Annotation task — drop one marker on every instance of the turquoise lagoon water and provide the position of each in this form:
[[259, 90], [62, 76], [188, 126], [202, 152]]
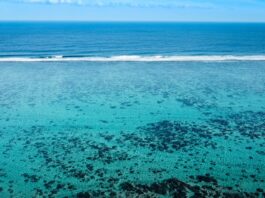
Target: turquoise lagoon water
[[128, 129], [132, 126]]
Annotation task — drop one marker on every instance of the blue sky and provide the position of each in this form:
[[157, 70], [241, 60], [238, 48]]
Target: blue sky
[[133, 10]]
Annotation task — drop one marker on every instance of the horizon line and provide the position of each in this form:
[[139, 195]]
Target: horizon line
[[129, 21]]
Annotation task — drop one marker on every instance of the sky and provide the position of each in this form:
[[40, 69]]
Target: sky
[[133, 10]]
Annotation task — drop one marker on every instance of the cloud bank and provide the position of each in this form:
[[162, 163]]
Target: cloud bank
[[130, 3]]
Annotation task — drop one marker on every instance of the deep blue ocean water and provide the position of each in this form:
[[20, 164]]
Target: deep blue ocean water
[[132, 110]]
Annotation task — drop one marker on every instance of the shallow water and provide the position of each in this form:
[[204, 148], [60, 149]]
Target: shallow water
[[123, 129]]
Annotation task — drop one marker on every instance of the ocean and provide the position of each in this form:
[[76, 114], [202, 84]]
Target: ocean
[[132, 109]]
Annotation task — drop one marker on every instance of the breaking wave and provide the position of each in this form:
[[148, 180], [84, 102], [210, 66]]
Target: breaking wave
[[136, 58]]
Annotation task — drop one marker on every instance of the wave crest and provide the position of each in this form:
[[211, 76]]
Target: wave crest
[[136, 58]]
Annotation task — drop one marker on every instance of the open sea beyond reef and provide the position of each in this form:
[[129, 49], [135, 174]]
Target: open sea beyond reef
[[132, 110]]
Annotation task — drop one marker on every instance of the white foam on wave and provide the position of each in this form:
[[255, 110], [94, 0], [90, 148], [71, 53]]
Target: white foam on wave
[[136, 58]]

┄┄┄┄┄┄┄┄┄┄

BRIEF: Render every line of the listing above as a JSON list of strings, one string per line, with blank lines dropped and the pictures left out.

THE RESULT:
[
  "Annotation task — drop one marker on every instance of the turquoise lagoon water and provide the position of each in this form:",
  "[[259, 90], [62, 76], [188, 126], [202, 152]]",
  "Target: turquoise lagoon water",
  "[[128, 129], [132, 126]]",
  "Annotation task — drop one marker on every instance of the blue sky and provide the position of each in this form:",
  "[[157, 70], [241, 60], [238, 48]]",
  "Target: blue sky",
  "[[133, 10]]",
  "Annotation task — drop one marker on every instance of the horizon line and provide the position of each in this form:",
  "[[139, 195]]",
  "Target: horizon line",
  "[[129, 21]]",
  "Annotation task — drop one marker on every instance of the sky and provide the position of each in this form:",
  "[[40, 69]]",
  "Target: sky",
  "[[133, 10]]",
  "Annotation task — drop one marker on every instance of the cloud bank and provide the position of each in this form:",
  "[[162, 163]]",
  "Target: cloud bank",
  "[[130, 3]]",
  "Annotation task — drop one marker on every instance of the deep blue ocean water and provide the position of each in this form:",
  "[[20, 164]]",
  "Target: deep blue ocean water",
  "[[132, 110]]",
  "Annotation task — drop one marker on every instance of the shallow water and provide the position of each in this form:",
  "[[204, 148], [60, 149]]",
  "Target: shallow water",
  "[[123, 129]]",
  "Annotation task — drop one marker on every instance of the ocean and provide the position of each in this form:",
  "[[76, 114], [202, 84]]",
  "Target: ocean",
  "[[132, 109]]",
  "Annotation task — drop one marker on every instance of the breaking wave and provide the position of each in this form:",
  "[[148, 180], [84, 102], [210, 66]]",
  "Target: breaking wave",
  "[[136, 58]]",
  "Annotation task — drop one marker on every instance of the wave crest and provide the position of each in this form:",
  "[[211, 76]]",
  "Target: wave crest",
  "[[136, 58]]",
  "Annotation task — drop one marker on every instance of the open sea beyond reef and provide the position of each in this form:",
  "[[129, 49], [135, 174]]",
  "Target: open sea beyond reef",
  "[[132, 110]]",
  "Annotation task — drop one marker on every instance of the white foam on wave and provide the position of each in this form:",
  "[[255, 110], [94, 0], [90, 148], [71, 53]]",
  "Target: white foam on wave",
  "[[136, 58]]"
]